#### Objectif
Transposez en tableau Markdown les lignes qui vont de celle contenant « Practice. Identify the cow's horn » jusqu'à la fin des enregistrements, bornes comprises. Utilisez les colonnes « Numéro » et « Ligne », et omettez les lignes vides.

#### Données de travail

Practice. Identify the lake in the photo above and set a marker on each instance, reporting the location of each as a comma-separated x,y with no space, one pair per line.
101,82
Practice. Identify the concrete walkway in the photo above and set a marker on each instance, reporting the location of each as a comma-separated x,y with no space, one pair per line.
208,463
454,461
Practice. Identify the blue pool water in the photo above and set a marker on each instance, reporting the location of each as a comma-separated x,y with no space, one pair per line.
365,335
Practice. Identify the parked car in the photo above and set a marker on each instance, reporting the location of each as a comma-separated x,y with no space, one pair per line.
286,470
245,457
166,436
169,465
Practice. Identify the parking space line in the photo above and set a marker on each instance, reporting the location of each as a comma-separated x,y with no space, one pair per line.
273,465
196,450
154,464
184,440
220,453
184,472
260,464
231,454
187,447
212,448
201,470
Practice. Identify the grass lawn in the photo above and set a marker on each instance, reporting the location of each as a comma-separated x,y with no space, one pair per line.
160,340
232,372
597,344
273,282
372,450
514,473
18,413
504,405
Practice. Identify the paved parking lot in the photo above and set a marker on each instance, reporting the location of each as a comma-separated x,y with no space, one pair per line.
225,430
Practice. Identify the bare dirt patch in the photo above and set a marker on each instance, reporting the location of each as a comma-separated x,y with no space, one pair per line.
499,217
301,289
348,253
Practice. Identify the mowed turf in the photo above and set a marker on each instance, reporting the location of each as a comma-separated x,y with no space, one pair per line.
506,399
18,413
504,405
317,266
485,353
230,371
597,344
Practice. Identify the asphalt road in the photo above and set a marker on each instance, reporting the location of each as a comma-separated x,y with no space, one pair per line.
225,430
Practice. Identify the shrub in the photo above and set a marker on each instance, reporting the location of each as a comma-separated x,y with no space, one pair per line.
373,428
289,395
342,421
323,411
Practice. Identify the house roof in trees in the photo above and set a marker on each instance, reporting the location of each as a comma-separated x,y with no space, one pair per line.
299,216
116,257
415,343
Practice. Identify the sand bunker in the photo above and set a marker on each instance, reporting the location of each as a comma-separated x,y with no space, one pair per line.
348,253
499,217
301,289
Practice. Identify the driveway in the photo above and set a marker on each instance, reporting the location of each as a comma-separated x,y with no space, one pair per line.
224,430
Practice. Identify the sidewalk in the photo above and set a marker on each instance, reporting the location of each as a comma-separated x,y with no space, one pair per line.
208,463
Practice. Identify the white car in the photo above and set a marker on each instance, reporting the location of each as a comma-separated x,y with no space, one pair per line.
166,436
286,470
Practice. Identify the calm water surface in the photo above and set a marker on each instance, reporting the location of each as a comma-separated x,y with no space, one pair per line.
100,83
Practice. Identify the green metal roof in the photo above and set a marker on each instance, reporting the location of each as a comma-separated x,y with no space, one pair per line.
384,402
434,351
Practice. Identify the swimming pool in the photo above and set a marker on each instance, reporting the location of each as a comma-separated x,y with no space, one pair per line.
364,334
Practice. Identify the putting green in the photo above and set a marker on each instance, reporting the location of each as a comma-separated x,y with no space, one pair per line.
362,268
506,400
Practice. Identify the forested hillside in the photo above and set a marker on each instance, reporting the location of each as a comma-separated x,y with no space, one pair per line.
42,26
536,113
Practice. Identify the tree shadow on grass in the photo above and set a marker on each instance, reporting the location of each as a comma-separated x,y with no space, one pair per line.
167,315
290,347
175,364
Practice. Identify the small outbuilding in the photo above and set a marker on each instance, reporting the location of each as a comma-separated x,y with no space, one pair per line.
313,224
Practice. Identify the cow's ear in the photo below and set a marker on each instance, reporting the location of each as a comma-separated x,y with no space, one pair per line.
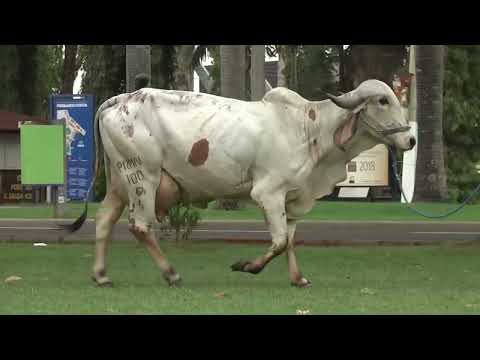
360,107
346,131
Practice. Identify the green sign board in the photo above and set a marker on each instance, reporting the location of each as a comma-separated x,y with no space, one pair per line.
42,154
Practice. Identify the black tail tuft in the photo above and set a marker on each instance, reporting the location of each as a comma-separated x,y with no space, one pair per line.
71,228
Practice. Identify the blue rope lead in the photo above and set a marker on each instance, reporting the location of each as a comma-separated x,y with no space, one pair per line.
424,214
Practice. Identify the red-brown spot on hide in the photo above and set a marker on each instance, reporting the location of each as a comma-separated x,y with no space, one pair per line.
199,153
128,130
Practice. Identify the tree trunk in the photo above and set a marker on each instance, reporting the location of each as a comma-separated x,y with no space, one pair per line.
138,62
281,78
232,71
257,72
27,78
69,69
183,74
431,179
373,62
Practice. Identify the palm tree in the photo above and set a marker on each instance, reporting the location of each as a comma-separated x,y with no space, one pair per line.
232,70
431,179
138,62
69,69
257,82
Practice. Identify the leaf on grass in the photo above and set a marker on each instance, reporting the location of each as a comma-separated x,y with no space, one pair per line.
303,312
367,291
11,279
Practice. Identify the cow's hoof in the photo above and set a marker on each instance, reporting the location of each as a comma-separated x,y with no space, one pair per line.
302,284
241,266
173,280
105,282
247,266
137,228
176,283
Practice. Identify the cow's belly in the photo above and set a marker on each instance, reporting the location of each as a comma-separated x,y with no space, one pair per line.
210,181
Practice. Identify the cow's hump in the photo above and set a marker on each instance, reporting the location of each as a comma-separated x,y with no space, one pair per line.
285,96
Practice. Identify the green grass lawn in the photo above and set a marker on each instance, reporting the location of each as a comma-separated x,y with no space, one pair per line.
370,280
323,211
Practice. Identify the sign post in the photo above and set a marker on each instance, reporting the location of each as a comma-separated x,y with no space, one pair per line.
369,169
77,113
40,164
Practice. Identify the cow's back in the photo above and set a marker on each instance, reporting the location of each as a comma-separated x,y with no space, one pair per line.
206,143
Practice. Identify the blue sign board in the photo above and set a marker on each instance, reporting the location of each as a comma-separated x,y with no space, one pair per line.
78,112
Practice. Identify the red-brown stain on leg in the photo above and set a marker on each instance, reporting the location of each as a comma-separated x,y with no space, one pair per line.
199,153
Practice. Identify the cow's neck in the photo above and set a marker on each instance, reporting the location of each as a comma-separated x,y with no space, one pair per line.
327,165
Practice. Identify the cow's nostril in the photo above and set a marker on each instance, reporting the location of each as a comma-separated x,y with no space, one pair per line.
413,142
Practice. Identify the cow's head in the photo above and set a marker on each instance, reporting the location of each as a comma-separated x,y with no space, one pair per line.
378,113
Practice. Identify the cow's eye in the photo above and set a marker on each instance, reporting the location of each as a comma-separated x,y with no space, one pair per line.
383,101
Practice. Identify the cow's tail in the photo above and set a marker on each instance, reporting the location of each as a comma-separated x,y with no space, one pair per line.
71,228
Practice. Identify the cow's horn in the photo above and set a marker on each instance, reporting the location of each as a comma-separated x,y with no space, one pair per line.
348,101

#### Réponse attendue
| Numéro | Ligne |
|---|---|
| 1 | Practice. Identify the cow's horn in the photo above and set a marker on each instance, reporting the location of each as a comma-separated x,y with no space, one pair per line. |
| 2 | 348,101 |